## Your task
From the first line to the last, copy the listing exactly and omit the images.

## Data
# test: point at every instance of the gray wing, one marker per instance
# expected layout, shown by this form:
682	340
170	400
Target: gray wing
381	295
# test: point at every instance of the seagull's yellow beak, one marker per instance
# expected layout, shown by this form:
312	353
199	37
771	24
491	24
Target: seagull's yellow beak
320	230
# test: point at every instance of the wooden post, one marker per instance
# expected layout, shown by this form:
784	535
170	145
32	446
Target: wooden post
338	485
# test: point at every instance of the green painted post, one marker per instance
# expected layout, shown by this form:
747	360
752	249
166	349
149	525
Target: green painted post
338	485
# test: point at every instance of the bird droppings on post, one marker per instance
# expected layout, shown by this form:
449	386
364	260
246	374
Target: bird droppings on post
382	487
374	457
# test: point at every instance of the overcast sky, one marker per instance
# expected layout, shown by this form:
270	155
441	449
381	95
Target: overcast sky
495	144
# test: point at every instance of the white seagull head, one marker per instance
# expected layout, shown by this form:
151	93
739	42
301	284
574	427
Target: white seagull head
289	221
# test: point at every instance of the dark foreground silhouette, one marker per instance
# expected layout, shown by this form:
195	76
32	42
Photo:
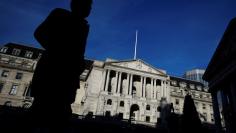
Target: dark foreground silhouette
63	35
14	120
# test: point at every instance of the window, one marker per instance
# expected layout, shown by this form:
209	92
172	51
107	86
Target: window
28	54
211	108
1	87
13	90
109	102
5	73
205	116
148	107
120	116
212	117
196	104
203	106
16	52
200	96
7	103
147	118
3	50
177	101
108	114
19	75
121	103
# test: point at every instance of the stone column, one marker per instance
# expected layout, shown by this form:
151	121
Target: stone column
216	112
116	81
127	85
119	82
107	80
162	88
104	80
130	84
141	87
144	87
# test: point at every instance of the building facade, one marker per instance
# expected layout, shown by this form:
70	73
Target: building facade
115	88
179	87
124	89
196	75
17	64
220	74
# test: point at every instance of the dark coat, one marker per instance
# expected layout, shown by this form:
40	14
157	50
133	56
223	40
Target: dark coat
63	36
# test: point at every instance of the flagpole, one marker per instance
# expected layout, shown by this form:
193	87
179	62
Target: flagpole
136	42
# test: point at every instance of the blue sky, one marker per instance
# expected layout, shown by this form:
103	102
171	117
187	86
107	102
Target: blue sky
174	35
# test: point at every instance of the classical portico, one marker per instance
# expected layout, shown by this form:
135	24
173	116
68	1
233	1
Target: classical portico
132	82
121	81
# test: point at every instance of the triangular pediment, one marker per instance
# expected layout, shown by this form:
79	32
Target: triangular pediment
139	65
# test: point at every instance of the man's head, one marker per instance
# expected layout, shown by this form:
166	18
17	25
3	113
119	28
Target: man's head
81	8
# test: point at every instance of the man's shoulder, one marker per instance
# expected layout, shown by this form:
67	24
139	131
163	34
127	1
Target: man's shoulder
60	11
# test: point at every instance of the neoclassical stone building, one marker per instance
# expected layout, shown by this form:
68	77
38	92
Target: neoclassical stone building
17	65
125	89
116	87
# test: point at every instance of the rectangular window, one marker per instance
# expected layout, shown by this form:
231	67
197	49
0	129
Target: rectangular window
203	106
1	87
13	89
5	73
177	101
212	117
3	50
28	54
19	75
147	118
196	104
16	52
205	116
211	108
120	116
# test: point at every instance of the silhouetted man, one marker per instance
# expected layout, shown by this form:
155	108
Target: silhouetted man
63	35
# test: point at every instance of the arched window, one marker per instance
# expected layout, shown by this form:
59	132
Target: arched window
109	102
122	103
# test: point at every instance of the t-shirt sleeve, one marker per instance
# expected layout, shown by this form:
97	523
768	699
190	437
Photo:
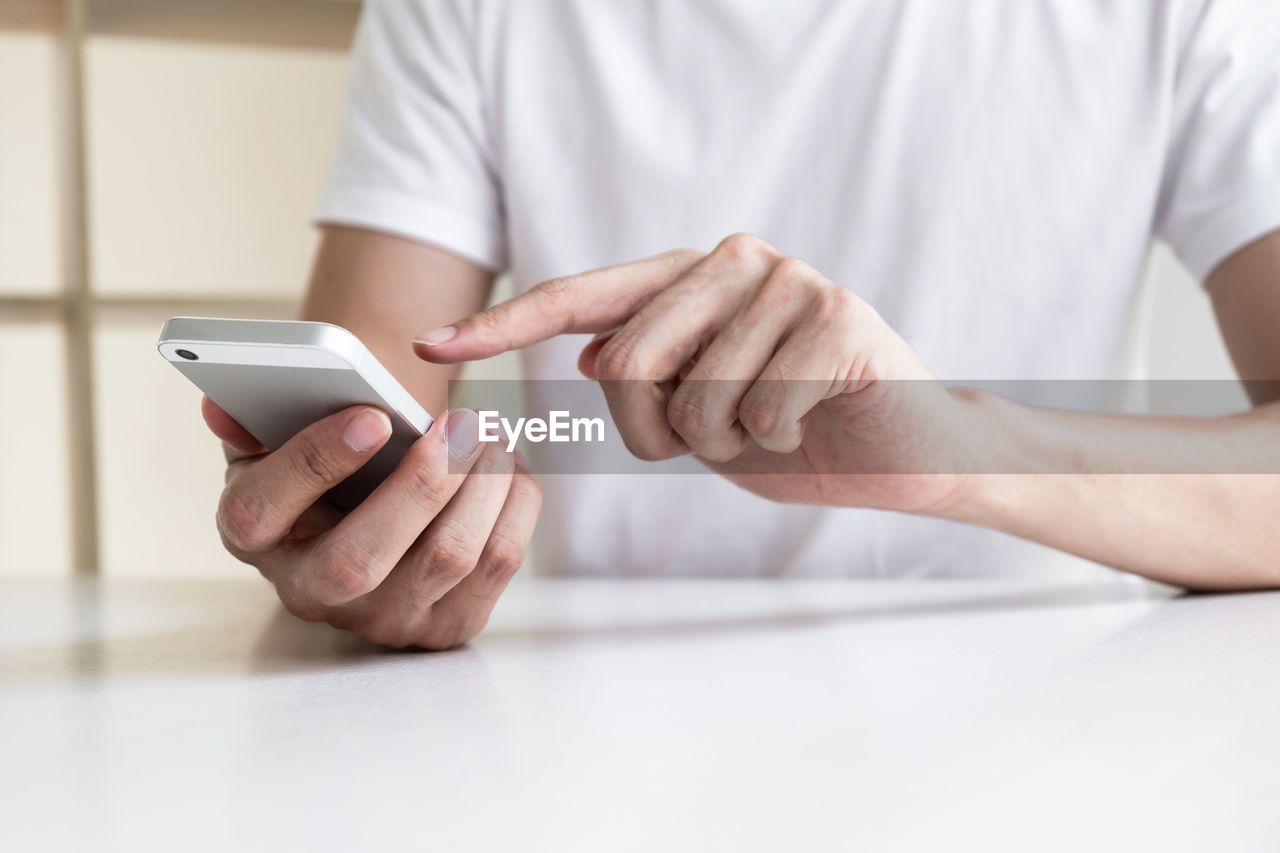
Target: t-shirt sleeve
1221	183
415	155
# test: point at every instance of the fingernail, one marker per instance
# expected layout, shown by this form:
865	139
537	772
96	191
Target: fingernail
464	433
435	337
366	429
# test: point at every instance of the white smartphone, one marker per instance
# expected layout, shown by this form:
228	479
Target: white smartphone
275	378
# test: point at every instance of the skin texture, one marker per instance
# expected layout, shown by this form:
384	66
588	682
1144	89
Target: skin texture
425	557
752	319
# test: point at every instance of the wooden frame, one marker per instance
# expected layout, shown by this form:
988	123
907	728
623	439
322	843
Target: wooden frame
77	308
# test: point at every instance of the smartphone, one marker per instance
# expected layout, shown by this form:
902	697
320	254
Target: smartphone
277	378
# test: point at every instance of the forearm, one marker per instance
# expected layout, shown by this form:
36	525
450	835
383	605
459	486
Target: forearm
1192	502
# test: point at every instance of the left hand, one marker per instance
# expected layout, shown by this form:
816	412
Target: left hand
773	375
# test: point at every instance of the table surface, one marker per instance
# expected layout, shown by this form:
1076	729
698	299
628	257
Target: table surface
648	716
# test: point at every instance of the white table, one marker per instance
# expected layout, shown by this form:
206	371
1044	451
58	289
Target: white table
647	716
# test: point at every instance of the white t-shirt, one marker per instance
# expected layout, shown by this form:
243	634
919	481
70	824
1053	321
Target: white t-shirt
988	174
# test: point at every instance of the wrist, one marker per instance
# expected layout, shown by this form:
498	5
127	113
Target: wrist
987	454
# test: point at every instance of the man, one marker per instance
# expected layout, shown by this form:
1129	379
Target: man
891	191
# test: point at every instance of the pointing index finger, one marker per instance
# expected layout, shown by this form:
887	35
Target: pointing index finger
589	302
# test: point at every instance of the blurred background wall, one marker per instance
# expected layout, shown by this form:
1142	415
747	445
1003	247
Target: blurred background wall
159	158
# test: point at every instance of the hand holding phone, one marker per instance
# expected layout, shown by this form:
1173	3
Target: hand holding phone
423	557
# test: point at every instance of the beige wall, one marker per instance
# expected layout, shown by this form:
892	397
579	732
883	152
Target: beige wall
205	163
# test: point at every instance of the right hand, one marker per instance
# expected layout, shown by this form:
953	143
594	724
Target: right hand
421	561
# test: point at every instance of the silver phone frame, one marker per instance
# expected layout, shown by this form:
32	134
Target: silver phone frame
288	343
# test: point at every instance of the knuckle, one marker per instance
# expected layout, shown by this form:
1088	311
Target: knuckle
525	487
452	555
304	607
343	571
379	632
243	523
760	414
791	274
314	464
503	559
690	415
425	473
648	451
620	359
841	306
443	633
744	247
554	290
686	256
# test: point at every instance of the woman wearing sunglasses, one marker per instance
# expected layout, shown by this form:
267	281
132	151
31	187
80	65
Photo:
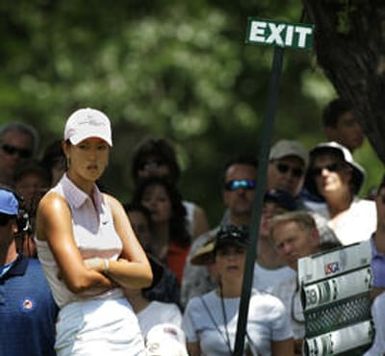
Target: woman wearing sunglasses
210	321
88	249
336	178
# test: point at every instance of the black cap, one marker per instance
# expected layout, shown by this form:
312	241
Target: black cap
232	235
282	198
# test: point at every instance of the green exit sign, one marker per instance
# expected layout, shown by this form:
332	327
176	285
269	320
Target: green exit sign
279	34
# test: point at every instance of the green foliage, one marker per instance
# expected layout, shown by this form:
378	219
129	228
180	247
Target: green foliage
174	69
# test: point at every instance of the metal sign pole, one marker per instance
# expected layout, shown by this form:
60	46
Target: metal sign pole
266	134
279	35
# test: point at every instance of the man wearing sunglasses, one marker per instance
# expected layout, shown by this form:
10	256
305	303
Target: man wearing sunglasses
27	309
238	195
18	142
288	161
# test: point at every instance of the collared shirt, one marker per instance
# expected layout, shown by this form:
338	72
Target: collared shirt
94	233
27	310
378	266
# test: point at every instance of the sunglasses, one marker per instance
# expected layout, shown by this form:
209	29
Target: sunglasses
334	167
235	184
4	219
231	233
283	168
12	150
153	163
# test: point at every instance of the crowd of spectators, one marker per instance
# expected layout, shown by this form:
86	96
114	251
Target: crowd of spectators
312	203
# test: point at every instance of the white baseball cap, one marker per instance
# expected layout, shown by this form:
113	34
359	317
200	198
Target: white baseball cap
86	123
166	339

## Written solution
# test: point at every instance of the gray wing, one marker per instance
# expected layout, shown by this form:
682	340
170	400
Target: gray wing
381	295
# test: point at every instance of the seagull's yellow beak, one marker per instance
# expected layout, shown by this form:
312	353
199	37
771	24
491	24
Target: seagull's yellow beak
320	230
# test: point at every instance of the wooden post, one marker per instance
# expected layout, shown by this form:
784	535
170	145
32	446
Target: wooden post
338	485
# test: point at every instance of the green painted post, one marker per instance
# expected layout, shown by this form:
747	360
752	249
166	349
149	525
Target: green painted post
338	485
# test: point at every instance of the bird droppings on post, one marker per instance
# expected layout, shown by this form:
449	386
364	260
246	374
Target: bird droppings on post
382	487
374	457
# test: point at every instance of the overcast sky, one marker per instance
# expected layout, shown by this form:
270	155
441	449
381	95
Target: overcast sky
495	144
# test: point at every instance of the white seagull head, one marker per instance
# expected layout, shown by this form:
151	93
739	42
301	284
574	427
Target: white seagull head
289	221
# test: point at every instance of the dark foreground silhouette, one marker per instance
# expected layout, shown by this form:
195	76
32	42
Photo:
Target: dark foreground silhouette
63	35
14	120
# test: point at every instance of the window, one marker per instance
# expected layout, shown by this form:
209	92
172	51
107	86
Target: window
28	54
211	108
1	87
13	90
109	102
5	73
205	116
148	107
120	116
212	117
196	104
203	106
16	52
200	96
7	103
147	118
3	50
177	101
108	114
19	75
121	103
# test: point at every instance of the stone column, one marker per instance
# expected layout, shown by this form:
151	121
Target: stone column
216	112
116	81
127	85
119	82
107	80
162	88
104	80
130	84
141	87
144	87
# test: point at every instance of the building facade, one marker per instance
# expected layout, shown by this form:
70	73
Target: building facade
115	88
179	87
124	89
196	75
17	64
220	74
# test: point at every instance of the dark coat, one marker per instance
# expected layout, shown by this form:
40	14
157	50
133	56
223	40
Target: dark coat
63	36
# test: point at every instance of the flagpole, one marker per instance
# expected layout, shown by this form:
193	87
179	62
Target: flagpole
136	42
# test: point at every instance of the blue sky, one marker per instance
# expected layout, shown by this form:
103	102
171	117
187	86
107	102
Target: blue sky
174	35
# test: point at every instance of the classical portico, one marker per instance
# expected layout, shown by this form:
135	24
173	116
68	1
233	1
Target: classical portico
132	82
121	81
# test: point at every instance of the triangular pediment, one marker per instance
# expected layout, shown by this form:
79	32
Target: triangular pediment
139	65
# test: point at every instance of the man's head, one marker per instance
# expected layout, shown by this form:
166	18
17	25
3	113
119	28
Target: man's head
81	8
# test: point at every instance of the man's shoulder, one marker per instance
# expected layout, shown by this form:
67	24
139	131
163	34
127	1
Target: man's shoulder
60	11
# test: point at every instance of the neoclassical stone building, one marker per instance
# expected layout, shown by this form:
68	77
38	92
Target: neoclassical stone building
17	65
125	89
116	87
# test: point at every instance of the rectangular window, one marker per instance
# expected layout, shown by this form:
231	67
197	49
0	129
Target: rectangular window
203	106
1	87
13	89
5	73
177	101
212	117
3	50
28	54
19	75
147	118
196	104
16	52
205	116
211	108
120	116
# test: point at every instance of the silhouetted man, one marker per instance
# expected layout, shown by this form:
155	108
Target: silhouetted man
63	35
# test: point at every instance of the arched window, one marker per instance
# expected layout, shown by this form:
59	132
Target: arched window
109	102
122	103
# test: point at every instance of the t-shirt sleeve, one marker per instance
# expected layout, shown by this form:
97	523
768	699
190	437
Photo:
Target: t-shirt sleeve
1221	183
415	155
# test: point at every instance of the fingernail, one marker per instance
# expected layout, shown by this form:
865	139
537	772
96	191
Target: fingernail
464	433
435	337
366	429
# test: point at every instance of the white smartphone, one marker per instance
# expected layout, shown by this form:
228	479
Target: white smartphone
275	378
# test: point at every instance of the skin texture, one marker per instance
# expected layout, shown by this form:
384	66
588	682
1144	89
Target: skin texture
425	557
752	319
# test: point at every instance of the wooden frame, one marker per instance
# expected layout, shown by this form:
988	123
907	728
623	439
322	843
Target: wooden frame
77	308
# test: point at every instance of the smartphone, one marker per instance
# expected layout, shown by this form:
902	697
320	254
Target: smartphone
277	378
# test: point at every instance of the forearm, one marker per instance
# expected layout, shown by this form:
36	525
450	835
383	605
459	486
Target: forearm
1192	502
# test: point at every instance of the left hand, one marker per instance
# expected layout, shown by this form:
816	412
Target: left hand
773	375
# test: point at every instance of the table surface, one marker per instance
# expected layout, shown by this form:
1076	729
698	299
628	257
Target: table surface
648	716
# test: point at every instance of the white table, one marker per instance
# expected layout, shown by this form:
206	371
1044	451
58	289
Target: white table
647	716
# test: point at every instance of the white t-shirt, one marker per instance
# expected layout, shown by this form:
243	634
919	481
70	824
1053	321
Target: white t-shirt
988	174
# test: point at every instance of the wrist, one marker per instance
# expected layout, shown by this form:
498	5
127	113
Target: wrist
987	454
# test: point at every instance of the man, one marker per instance
# expected layout, shown by this form:
1129	379
Target: man
891	191
# test: point at every instance of the pointing index finger, one marker per instance
# expected layout, shown by this form:
887	35
Target: pointing index finger
589	302
# test: point at every instance of the blurred background wall, one marker per instance
# expected layout, shown by this form:
1142	415
747	445
1003	247
Target: blurred background wall
159	158
# test: point at every instance of the hand holding phone, one marker per instance
# expected layout, shown by this form:
1173	3
Target: hand holding phone
423	557
# test: point at every instance of the beige wall, one marker per instance
# expected layout, shown by this form:
892	397
579	732
883	152
Target: beige wall
205	163
# test: point at every instance of the right hand, one marker per instance
# expected layout, shown by this form:
953	143
594	724
Target: right hand
421	561
# test: point at every instance of the silver phone frame, one marker per instance
# expected layout, shown by this form:
32	134
Target: silver phone frame
288	343
# test: point at every instance of the knuckle, one marker per instance
# expected layout, shown by this form:
1088	311
Target: knuckle
525	487
452	555
304	607
343	571
379	632
243	523
760	414
791	274
314	464
503	559
690	415
425	473
648	451
620	359
841	306
443	633
744	247
554	290
686	256
# test: point at every instance of the woman wearing sunglasses, one marker per instance
# expected layout, shown by this form:
267	281
132	151
31	187
80	65
Photo:
Target: woman wearing sunglasses
210	321
88	249
336	178
# test: point at every instance of the black cap, one marker per instance
# expected layout, shown by this form:
312	241
Target: black cap
232	235
282	198
# test: point at every instance of the green exit sign, one marker per instance
# expected layout, shown by this form:
332	327
176	285
269	320
Target: green exit sign
279	34
# test: point at every instance of the green foliage, one marker per instance
# expected layout, shown by this form:
378	219
129	228
180	247
Target: green foliage
174	69
# test: point at every instance of the metal sign pole, one marker per instance
# expected layout, shown by this form:
60	46
Target: metal sign pole
266	134
279	35
# test: point at every instance of the man wearing sunglasses, one marker per instance
# expected layout, shown by this form:
10	256
305	303
Target: man wearing sunglasses
27	309
238	195
18	142
288	161
# test: point at every instance of the collared shirt, one marker per instance
# expected layout, shown by this form:
338	72
Target: collared shirt
94	233
27	310
378	266
# test: point at every instance of the sunglasses, one marker per instance
# expected layout, shown by this form:
209	29
Target: sunglasses
334	167
235	184
4	219
231	233
283	168
12	150
153	163
# test: point at every instance of the crowd of spectators, one marker per instance
# expected layout, shown by this form:
86	96
114	251
Target: crowd of spectators
312	203
# test: point at every instance of the white baseball cap, one marker per instance
# expected layout, shown by this form:
113	34
359	317
200	198
Target: white baseball cap
86	123
166	339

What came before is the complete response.